- _Records for the exercise_:
━━━━━━━━━━━━━━━━━━━━

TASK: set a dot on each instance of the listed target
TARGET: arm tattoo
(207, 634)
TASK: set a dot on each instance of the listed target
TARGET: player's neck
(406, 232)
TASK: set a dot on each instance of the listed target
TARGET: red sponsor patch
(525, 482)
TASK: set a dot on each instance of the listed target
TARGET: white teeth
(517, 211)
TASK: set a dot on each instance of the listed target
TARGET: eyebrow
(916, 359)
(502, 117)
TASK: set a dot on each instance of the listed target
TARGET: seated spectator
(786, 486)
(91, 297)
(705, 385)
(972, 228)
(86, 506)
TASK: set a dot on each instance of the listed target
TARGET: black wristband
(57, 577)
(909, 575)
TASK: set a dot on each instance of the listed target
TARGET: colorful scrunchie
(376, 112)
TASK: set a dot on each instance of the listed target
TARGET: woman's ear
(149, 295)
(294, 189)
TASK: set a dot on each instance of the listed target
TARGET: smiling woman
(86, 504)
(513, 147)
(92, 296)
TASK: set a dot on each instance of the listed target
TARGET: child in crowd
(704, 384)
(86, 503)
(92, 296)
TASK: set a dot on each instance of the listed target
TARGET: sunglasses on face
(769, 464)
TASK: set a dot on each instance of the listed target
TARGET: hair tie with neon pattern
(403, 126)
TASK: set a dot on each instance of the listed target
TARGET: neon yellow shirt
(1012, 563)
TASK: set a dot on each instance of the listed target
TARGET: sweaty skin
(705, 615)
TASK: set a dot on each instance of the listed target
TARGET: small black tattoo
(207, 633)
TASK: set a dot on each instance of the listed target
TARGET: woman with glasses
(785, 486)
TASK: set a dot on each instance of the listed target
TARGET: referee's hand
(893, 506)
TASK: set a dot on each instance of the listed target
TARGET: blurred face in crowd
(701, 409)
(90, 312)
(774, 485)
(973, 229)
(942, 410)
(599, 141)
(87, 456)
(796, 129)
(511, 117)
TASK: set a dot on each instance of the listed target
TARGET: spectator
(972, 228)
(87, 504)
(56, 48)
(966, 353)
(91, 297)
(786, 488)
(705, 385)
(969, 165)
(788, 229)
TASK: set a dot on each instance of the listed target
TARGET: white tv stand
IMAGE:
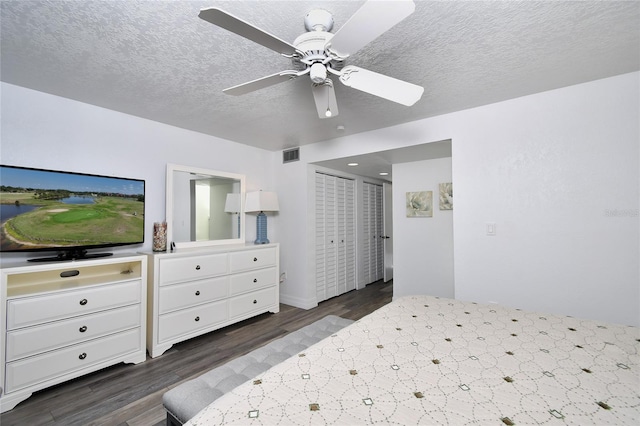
(62, 320)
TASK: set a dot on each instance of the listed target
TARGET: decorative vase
(160, 236)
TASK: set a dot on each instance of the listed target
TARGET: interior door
(387, 233)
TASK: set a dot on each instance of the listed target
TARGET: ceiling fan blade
(369, 22)
(236, 25)
(325, 97)
(381, 85)
(261, 83)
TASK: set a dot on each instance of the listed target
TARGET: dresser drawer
(29, 371)
(28, 311)
(192, 268)
(34, 340)
(183, 295)
(179, 323)
(256, 301)
(252, 259)
(249, 281)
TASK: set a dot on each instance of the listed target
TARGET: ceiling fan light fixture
(318, 73)
(318, 20)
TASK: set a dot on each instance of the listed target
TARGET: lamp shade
(261, 201)
(232, 204)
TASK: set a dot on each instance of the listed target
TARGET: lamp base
(261, 229)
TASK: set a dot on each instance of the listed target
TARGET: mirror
(204, 207)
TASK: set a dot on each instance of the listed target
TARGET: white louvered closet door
(335, 236)
(373, 244)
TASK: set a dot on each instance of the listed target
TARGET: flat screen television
(68, 212)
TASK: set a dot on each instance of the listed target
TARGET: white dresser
(61, 320)
(194, 291)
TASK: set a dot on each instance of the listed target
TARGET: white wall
(556, 171)
(423, 264)
(44, 131)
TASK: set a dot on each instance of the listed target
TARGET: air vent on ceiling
(289, 155)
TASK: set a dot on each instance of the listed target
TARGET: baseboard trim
(298, 302)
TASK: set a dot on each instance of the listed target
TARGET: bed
(429, 360)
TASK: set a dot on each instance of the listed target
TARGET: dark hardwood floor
(127, 394)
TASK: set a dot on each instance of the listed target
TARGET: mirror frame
(174, 245)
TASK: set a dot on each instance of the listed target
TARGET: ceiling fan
(321, 54)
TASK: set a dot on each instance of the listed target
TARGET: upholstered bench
(187, 399)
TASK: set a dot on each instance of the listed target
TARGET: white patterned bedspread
(434, 361)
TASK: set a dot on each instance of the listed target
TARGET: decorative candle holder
(160, 236)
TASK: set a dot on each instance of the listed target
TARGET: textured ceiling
(158, 60)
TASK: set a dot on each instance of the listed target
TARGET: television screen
(68, 212)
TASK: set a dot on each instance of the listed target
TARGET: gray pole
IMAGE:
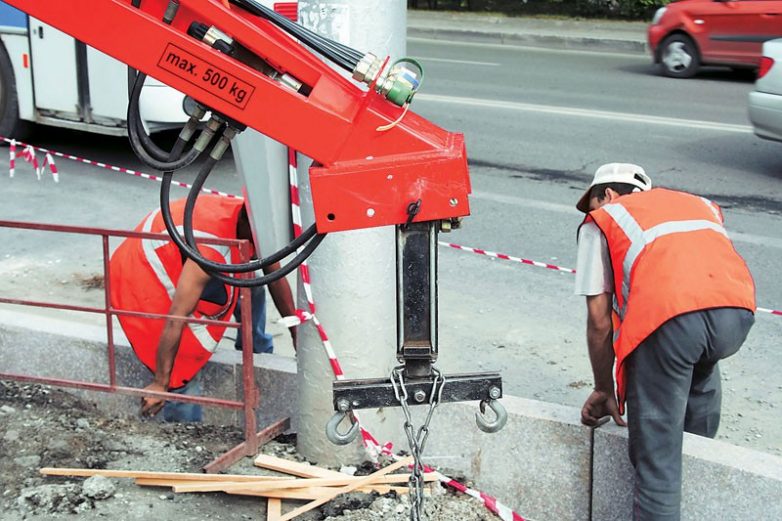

━━━━━━━━━━━━━━━━━━━━

- _Task objective_:
With the pictures removed, repeat the listing above exactly as it stands.

- _Reply_:
TASK: set a dot on each instance of the listed target
TARGET: arm tattoo
(207, 634)
TASK: set a dot on each instance of the listed target
TARGET: player's neck
(406, 232)
TASK: set a dot on each instance of the listed target
TARGET: red sponsor patch
(525, 482)
TASK: set a dot on each instance of the listed target
TARGET: white teeth
(517, 211)
TASK: set a dot on each instance of the listed target
TARGET: eyebrow
(916, 359)
(502, 117)
TASK: set a dot on each instance of the listed target
TARGET: seated spectator
(786, 486)
(91, 297)
(705, 385)
(972, 228)
(86, 506)
TASK: set a dot on each instance of the listed target
TARGET: black wristband
(57, 577)
(909, 575)
TASK: set a dot on each instance of the listed target
TARGET: colorful scrunchie
(376, 112)
TASK: set a dot on each instance of the listed target
TARGET: woman's ear
(149, 295)
(294, 189)
TASK: set a dot on each instance of the listed target
TARGET: smiling woman
(86, 504)
(513, 147)
(92, 296)
TASK: set a dot on each instance of the listed target
TARGET: child in crowd
(704, 384)
(86, 503)
(92, 296)
TASK: set a dot on each instance of the listed target
TARGET: sunglasses on face
(769, 464)
TASK: set a dot on each instance of the listed target
TARGET: hair tie with neon pattern
(403, 126)
TASK: set a dot on each instance of the listed target
TARGET: neon yellow shirt
(1012, 563)
TASK: set a dot on each instance of the listed target
TARGET: sweaty skin
(705, 615)
TASK: set a dot on each instance of the listed target
TARGET: small black tattoo
(207, 633)
TASK: set a dot on each instance of the listed target
TARGET: woman with glasses
(785, 486)
TASK: set a dot on each instance of the listed target
TARGET: referee's hand
(893, 506)
TASK: set a dot on each instance of the listed target
TARGET: blurred face in crowd
(701, 409)
(90, 312)
(774, 485)
(973, 229)
(942, 410)
(599, 141)
(87, 456)
(796, 129)
(511, 117)
TASK: set a dot on each instance of the listed target
TARGET: spectator
(972, 228)
(87, 504)
(56, 48)
(966, 353)
(91, 297)
(786, 488)
(705, 385)
(969, 165)
(788, 229)
TASK: set a dot on each instance of the listed target
TARGET: white tv stand
IMAGE:
(62, 320)
TASK: set a dot on each instance of the listed target
TARGET: decorative vase
(160, 236)
TASK: set a dot on each instance of the listed target
TARGET: interior door
(387, 233)
TASK: set a dot on each instance of the listed target
TARGET: ceiling fan blade
(369, 22)
(236, 25)
(325, 97)
(381, 85)
(261, 83)
TASK: set a dot on each instance of the listed target
TARGET: dresser drawer
(29, 371)
(28, 311)
(192, 268)
(34, 340)
(183, 295)
(179, 323)
(256, 301)
(252, 259)
(249, 281)
TASK: set a dot on each instance of the listed target
TARGET: ceiling fan light fixture
(318, 73)
(318, 20)
TASK: set a dot on each instance of the listed target
TARGET: lamp shade
(261, 201)
(232, 204)
TASK: set a dot on each instance of the listed target
TARGET: lamp base
(261, 229)
TASK: set a dot on each instance of the listed target
TARGET: mirror
(204, 207)
TASK: set a dot on each instance of the listed target
TARGET: white louvered closet door
(335, 236)
(373, 244)
TASK: set a dot on each instance of the listed target
TARGET: flat screen television
(68, 212)
TASK: set a dot on each instance of the listed target
TARGET: white dresser
(61, 320)
(194, 291)
TASK: set a dot on each instance of the listed target
TARGET: white wall
(556, 171)
(423, 264)
(44, 131)
TASK: set a dot on each instance of the listed target
TARGET: air vent on ceiling
(289, 155)
TASK: set a dot on each instance of the listed target
TARGET: baseboard trim
(298, 302)
TASK: set a dot on each instance of the listed target
TARGET: bed
(429, 360)
TASK: set a dot on each instance of the listed target
TARGET: dark hardwood floor
(127, 394)
TASK: set a dot on each instance of the listed target
TARGET: mirror frame
(174, 245)
TASK: set a dot on each instance of the listed target
TARGET: ceiling fan
(321, 54)
TASK: set a dot on each instance of the listed target
TARGET: upholstered bench
(187, 399)
TASK: set a dot on each instance of the listed target
TARGET: white patterned bedspread
(434, 361)
TASK: set a dot on each instance of the listed target
TARGET: decorative candle holder
(160, 236)
TASK: set a dot on each instance of the listed target
TARGET: textured ceiling
(158, 60)
TASK: set a dot on each instance of the listed target
TARGET: television screen
(68, 212)
TASK: set a dot on each instance of the listed target
TARGET: gray pole
IMAGE:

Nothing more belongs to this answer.